→ **TASK BRIEF**:
Reproduce the rows below word for word, omitting the pictures.

→ **MATERIAL TO PROCESS**:
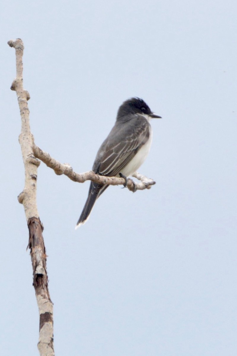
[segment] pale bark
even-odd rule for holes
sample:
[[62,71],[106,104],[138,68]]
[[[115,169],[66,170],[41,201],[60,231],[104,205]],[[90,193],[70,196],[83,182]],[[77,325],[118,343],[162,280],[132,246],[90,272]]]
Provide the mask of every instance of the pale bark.
[[[123,184],[125,183],[125,179],[124,178],[100,176],[96,174],[92,171],[85,172],[84,173],[76,173],[73,170],[72,167],[68,163],[63,164],[56,161],[52,158],[49,153],[41,150],[34,143],[33,144],[33,148],[35,156],[39,158],[48,167],[53,169],[56,174],[65,174],[74,182],[83,183],[86,180],[90,180],[97,183],[111,185]],[[137,190],[149,189],[151,185],[156,184],[155,182],[153,179],[148,178],[145,176],[142,176],[138,172],[134,173],[133,176],[141,181],[140,183],[135,183],[131,179],[128,179],[127,187],[130,190],[133,192]]]
[[[40,161],[53,169],[58,175],[65,174],[74,182],[83,183],[90,180],[97,183],[111,185],[124,184],[124,178],[108,177],[96,174],[92,171],[79,174],[73,171],[68,164],[62,164],[36,146],[31,132],[29,110],[27,101],[29,94],[23,88],[22,56],[23,43],[20,38],[7,42],[16,50],[16,77],[11,89],[16,93],[21,119],[21,130],[19,137],[25,169],[25,184],[23,191],[18,196],[23,204],[29,231],[28,247],[33,270],[33,286],[39,313],[39,336],[38,344],[41,356],[53,356],[53,308],[48,286],[46,255],[42,234],[43,227],[37,208],[36,190],[38,167]],[[136,172],[133,176],[140,180],[135,183],[130,179],[126,186],[130,190],[149,189],[155,184],[152,179]]]
[[29,231],[28,247],[33,269],[33,284],[39,313],[39,336],[38,347],[41,356],[53,356],[53,303],[48,287],[46,255],[36,202],[37,170],[40,161],[34,156],[33,137],[31,133],[27,100],[29,93],[23,88],[22,56],[24,46],[18,38],[7,42],[16,50],[16,78],[11,89],[15,90],[21,118],[21,130],[19,137],[25,169],[24,189],[18,197],[25,209]]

→ **THE ANSWER**:
[segment] pale bark
even-odd rule for holes
sample:
[[62,71],[106,104],[138,68]]
[[[115,169],[66,170],[41,201],[60,231],[104,205]],[[90,193],[70,196],[83,182]],[[77,325],[118,343],[162,280],[132,246],[90,272]]]
Provide the mask of every instance of the pale bark.
[[[123,184],[125,183],[125,179],[124,178],[100,176],[96,174],[92,171],[85,172],[84,173],[76,173],[73,170],[72,167],[68,163],[63,164],[56,161],[52,158],[49,153],[41,150],[34,143],[33,144],[33,148],[35,156],[39,158],[48,167],[53,169],[56,174],[65,174],[74,182],[83,183],[86,180],[90,180],[97,183],[111,185]],[[137,190],[149,189],[151,185],[156,184],[155,182],[153,179],[148,178],[145,176],[142,176],[138,172],[134,173],[133,176],[141,181],[140,183],[135,183],[131,179],[128,179],[127,187],[130,190],[133,192]]]
[[[40,161],[53,169],[58,175],[65,174],[74,182],[83,183],[90,180],[97,183],[111,185],[124,184],[124,178],[108,177],[96,174],[92,171],[79,174],[73,171],[68,164],[62,164],[36,146],[31,132],[29,110],[27,101],[29,94],[23,88],[22,56],[23,43],[20,38],[7,42],[16,50],[16,77],[11,89],[16,93],[21,119],[21,130],[19,137],[25,169],[25,184],[23,191],[18,196],[23,204],[29,231],[28,247],[33,270],[33,286],[39,313],[39,336],[38,344],[41,356],[53,356],[53,308],[48,286],[46,255],[42,234],[43,227],[37,208],[36,190],[38,167]],[[136,172],[133,176],[140,180],[135,183],[130,179],[126,186],[130,190],[149,189],[155,184],[152,179]]]
[[29,231],[28,247],[33,269],[33,284],[39,313],[39,336],[38,347],[41,356],[53,356],[53,303],[48,287],[46,255],[36,202],[37,170],[40,161],[34,156],[33,137],[31,133],[27,100],[29,93],[23,88],[22,56],[24,46],[18,38],[7,42],[16,50],[16,78],[11,89],[15,90],[21,118],[21,130],[19,137],[25,169],[24,189],[18,197],[25,209]]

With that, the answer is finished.